Parts of the exercise
A. Do these statements agree with the article on the ING Bank of Canada auction? (i) ING Direct Canada was created in 1997. (ii) Toronto-Dominion Bank bought Canada Trust in 2001. (iii) Analysts estimate that ING's Canadian assets could sell for as much as $3-billion. Answer each with yes or no and quote the deciding words of the article.
B. Can you reproduce the article on the ING Bank of Canada auction word for word, from "As prospective buyers" up to and including "the major banks."?

The auction of ING Bank of Canada, which could be the largest sale of retail banking assets of its kind in the country in more than a decade, presents a significant problem for the financial institutions seeking to snap up the business.
As prospective buyers submit bids, much of the value depends on a key question: How many ING Direct Canada customers will stick around if the business is swallowed up by a larger player.
The issue is a critical one for the potential buyers of ING, which has built its name on being different from the major banks.
ING Direct Canada, as it is known to customers, was created in 1997 as an alternative to the major Canadian banks, offering no-fee internet banking accounts and higher interest rates than the Big Six.
The brand turned itself into a household name through television commercials peppered with the slogan “Save your money.”
With the second round of bidding now under way, the issue of customer retention is believed to be a key focus.
The bank’s parent company, Dutch financial giant ING Groep NV, announced two weeks ago that it is seeking strategic options for its 15-year-old Canadian business, as the European lender looks to repay roughly €10-billion ($12-billion) of government aid received during the financial crisis.
The assets are said to be generating strong interest in the Canadian banking sector, since retail properties rarely come up for sale in Canada, a factor that could lead to a hefty premium on the price. ING has $30-billion worth of deposits, which would make it the largest sale of deposit assets since Toronto-Dominion Bank bought Canada Trust in 1999.
Analysts estimate that ING’s Canadian assets could sell for between $1.7-billion and $2.5-billion depending on how much buyers are willing to pay up to win the bidding, and how confident they are than they can retain the bank’s 1.8 million customers.
Peter Aceto, ING Direct Canada’s chief executive officer, said a key focus for his bank as the process plays out is easing concerns for its customers.
“I don’t think the majority of Canadians came to ING Direct because they hated something. I think it was because we offered them something that was unique and special,” Mr. Aceto said in an interview. Any prospective buyer should seek to “maintain that value proposition,” Mr. Aceto said. “It would be foolish to do otherwise.”
“My view is Canada needs an alternative like us. And I think our success in a relatively short period of time has proven that,” he said.
Analysts say the assets are an attractive buy for banks looking to boost their share of deposits in Canada. Bank of Nova Scotia and National Bank of Canada, the Montreal-based lender that has stated aspirations to expand into a cross-country player in retail banking, are thought to be interested.
While ING Groep has said its options could include an initial public offering or a partnership with another bank, the bank is thought to favour a straight cash sale of the operations as it shores up its balance sheet.

Provided records
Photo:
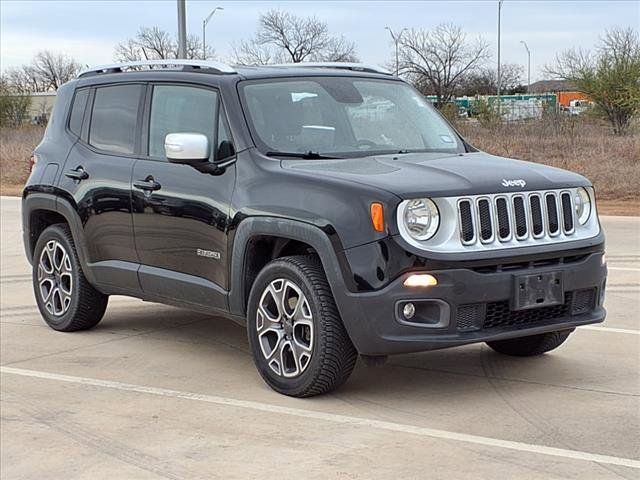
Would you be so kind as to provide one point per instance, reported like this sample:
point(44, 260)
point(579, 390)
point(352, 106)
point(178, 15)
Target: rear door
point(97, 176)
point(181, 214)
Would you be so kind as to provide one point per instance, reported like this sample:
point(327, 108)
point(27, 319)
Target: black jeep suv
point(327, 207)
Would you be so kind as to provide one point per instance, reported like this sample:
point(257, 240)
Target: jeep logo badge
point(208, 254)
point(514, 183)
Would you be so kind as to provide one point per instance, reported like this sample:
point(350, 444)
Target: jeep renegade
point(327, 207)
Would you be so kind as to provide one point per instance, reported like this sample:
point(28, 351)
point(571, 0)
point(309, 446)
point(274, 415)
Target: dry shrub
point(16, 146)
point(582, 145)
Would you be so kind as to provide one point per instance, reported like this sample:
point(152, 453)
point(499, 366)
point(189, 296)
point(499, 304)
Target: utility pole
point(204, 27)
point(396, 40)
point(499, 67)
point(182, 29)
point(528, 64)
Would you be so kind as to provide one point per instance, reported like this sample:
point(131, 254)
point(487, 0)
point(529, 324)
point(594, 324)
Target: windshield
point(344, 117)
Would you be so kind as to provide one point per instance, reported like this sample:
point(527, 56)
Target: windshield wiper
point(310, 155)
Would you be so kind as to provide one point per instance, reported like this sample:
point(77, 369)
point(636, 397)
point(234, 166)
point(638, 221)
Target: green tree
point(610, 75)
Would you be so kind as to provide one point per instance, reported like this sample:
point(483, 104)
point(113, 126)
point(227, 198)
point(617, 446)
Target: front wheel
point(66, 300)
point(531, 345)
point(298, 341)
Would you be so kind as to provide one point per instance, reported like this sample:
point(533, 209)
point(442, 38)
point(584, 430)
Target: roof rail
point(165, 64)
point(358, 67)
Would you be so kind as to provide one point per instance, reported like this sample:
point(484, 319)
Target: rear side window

Task answers
A.
(i) Yes: "was created in 1997 as an alternative to the major Canadian banks"
(ii) No: "since Toronto-Dominion Bank bought Canada Trust in 1999"
(iii) No: "could sell for between $1.7-billion and $2.5-billion"

B.
As prospective buyers submit bids, much of the value depends on a key question: How many ING Direct Canada customers will stick around if the business is swallowed up by a larger player.
The issue is a critical one for the potential buyers of ING, which has built its name on being different from the major banks.